Exercise directions →
Pick up the article on seafood fraud after its last sentence and keep writing it in the same voice.

Passage shown →
──────
Bait to Plate: Avoid the Fishy Business of Seafood Fraud

By Beth Lowell Campaign Director at Oceana, the largest international advocacy group working solely to protect the world’s oceans Learn more about Oceana’s Campaign to Stop Seafood Fraud.

Posted on | By Beth Lowell

If you order filet mignon at your favorite steakhouse, you would be upset if you were served horsemeat instead. Similarly, a seafood lover who orders red snapper would expect to receive the fish she pays for. Unfortunately, recent testing by Oceana revealed that seafood purchased from grocery stores, restaurants and sushi bars may be a completely different fish from the one on the label, and this type of seafood fraud is more common than you may think.

Seafood fraud comes in many forms, from falsifying documents, to labeling a fish a different species than what is sold, to adding too much ice to packaging, and it is a widespread problem in the US. In fact, recent studies have found that seafood may be mislabeled as often as 25 to 70% of the time for commonly swapped species like Atlantic cod, red snapper and wild salmon. For the past two years, Oceana’s Stop Seafood Fraud campaign has focused on species substitution, which happens when one fish is swapped for another that is often cheaper, less desirable or more readily available. Not only does this type of fraud rip off consumers, it can have potentially dire consequences for public health and the oceans.
──────
Supplied records →

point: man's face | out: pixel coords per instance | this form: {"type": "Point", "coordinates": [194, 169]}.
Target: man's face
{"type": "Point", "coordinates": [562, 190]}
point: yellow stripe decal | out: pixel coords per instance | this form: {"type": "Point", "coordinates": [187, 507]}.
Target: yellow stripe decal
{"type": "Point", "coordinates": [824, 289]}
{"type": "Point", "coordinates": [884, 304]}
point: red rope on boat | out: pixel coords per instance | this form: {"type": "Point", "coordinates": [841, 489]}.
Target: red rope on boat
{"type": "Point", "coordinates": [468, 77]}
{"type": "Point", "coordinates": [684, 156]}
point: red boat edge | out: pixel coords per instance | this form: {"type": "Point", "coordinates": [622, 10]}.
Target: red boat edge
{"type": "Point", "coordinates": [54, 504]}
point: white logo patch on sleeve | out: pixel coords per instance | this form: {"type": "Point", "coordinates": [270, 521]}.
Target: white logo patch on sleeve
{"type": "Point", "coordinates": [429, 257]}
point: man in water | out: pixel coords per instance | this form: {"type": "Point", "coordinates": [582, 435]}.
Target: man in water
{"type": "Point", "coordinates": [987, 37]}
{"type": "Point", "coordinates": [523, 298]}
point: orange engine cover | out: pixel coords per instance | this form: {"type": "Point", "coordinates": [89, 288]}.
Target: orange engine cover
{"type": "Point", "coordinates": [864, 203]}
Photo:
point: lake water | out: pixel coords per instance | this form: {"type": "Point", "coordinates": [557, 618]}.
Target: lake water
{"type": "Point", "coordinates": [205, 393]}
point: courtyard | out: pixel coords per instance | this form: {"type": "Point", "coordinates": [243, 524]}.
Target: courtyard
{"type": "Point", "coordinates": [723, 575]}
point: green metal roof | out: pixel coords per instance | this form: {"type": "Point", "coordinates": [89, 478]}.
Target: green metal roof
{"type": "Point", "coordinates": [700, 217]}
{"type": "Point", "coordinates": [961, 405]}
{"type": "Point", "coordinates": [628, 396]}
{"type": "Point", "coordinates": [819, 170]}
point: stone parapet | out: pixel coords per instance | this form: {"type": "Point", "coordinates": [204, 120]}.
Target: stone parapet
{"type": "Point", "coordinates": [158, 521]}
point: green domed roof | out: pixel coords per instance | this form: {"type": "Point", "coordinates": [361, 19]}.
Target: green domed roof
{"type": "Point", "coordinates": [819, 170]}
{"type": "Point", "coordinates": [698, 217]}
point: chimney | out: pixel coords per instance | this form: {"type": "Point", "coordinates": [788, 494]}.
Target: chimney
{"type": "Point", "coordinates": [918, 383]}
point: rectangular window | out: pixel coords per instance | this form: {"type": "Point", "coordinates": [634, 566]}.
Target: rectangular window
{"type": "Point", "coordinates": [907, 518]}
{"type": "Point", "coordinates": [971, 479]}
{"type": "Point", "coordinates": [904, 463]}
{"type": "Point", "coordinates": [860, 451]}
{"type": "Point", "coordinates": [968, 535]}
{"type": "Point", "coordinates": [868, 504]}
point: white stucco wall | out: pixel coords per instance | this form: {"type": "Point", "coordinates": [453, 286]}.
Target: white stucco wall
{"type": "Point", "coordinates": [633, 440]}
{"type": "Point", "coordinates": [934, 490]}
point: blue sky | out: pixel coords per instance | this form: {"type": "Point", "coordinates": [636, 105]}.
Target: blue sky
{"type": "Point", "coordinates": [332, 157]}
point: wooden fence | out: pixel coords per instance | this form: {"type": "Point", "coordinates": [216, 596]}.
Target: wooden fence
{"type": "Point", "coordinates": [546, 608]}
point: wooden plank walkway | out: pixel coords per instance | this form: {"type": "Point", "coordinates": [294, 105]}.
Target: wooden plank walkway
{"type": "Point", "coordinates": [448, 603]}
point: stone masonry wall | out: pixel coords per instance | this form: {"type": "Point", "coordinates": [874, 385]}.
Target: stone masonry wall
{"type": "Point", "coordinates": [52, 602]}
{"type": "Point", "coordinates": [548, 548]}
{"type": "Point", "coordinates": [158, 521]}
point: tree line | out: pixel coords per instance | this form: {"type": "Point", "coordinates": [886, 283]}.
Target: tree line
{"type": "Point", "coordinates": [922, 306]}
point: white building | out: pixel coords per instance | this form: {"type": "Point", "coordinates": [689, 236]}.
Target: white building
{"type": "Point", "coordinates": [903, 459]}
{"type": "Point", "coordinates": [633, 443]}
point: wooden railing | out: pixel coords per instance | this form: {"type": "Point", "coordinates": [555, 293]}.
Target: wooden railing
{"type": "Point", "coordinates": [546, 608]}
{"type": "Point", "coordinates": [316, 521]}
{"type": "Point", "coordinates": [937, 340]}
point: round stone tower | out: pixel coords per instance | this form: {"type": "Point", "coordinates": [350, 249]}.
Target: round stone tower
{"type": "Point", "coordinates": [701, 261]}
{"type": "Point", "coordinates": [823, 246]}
──────
Exercise output →
As part of our campaign, Oceana conducted DNA testing of seafood meals in multiple cities across the country to get to the bottom of how much bait and switch was occurring. What did we find? Everywhere we tested, we found seafood fraud: 39% of seafood tested in New York, 55% in Los Angeles, 31% in Miami, and 48% in Boston (including testing by The Boston Globe) were mislabeled as entirely different types of fish than listed on the label.  

This bait and switch cheats consumers and can also be harmful to your health. In multiple cities, fish that sensitive groups like pregnant women and children should avoid due to their high levels of mercury were disguised as safer choices. Tilefish was labeled as red snapper and halibut in NYC and king mackerel was masquerading as grouper, a popular and local choice in South Florida. Another commonly swapped fish was escolar for “white tuna,” primarily in sushi venues. Escolar is a type of snake mackerel, not even a tuna at all, whose oily flesh can cause unpleasant digestive upset to some people who eat more than a few ounces.

How does this bait and switch happen? Seafood can follow a complex path from the fishing boat to your dinner plate, with your fish passing through many different hands. Without tracking your fish from bait to plate, it is easier to swap out one fish for another. The more steps and the more processed your seafood dinner, the more chances for fraudulent activity.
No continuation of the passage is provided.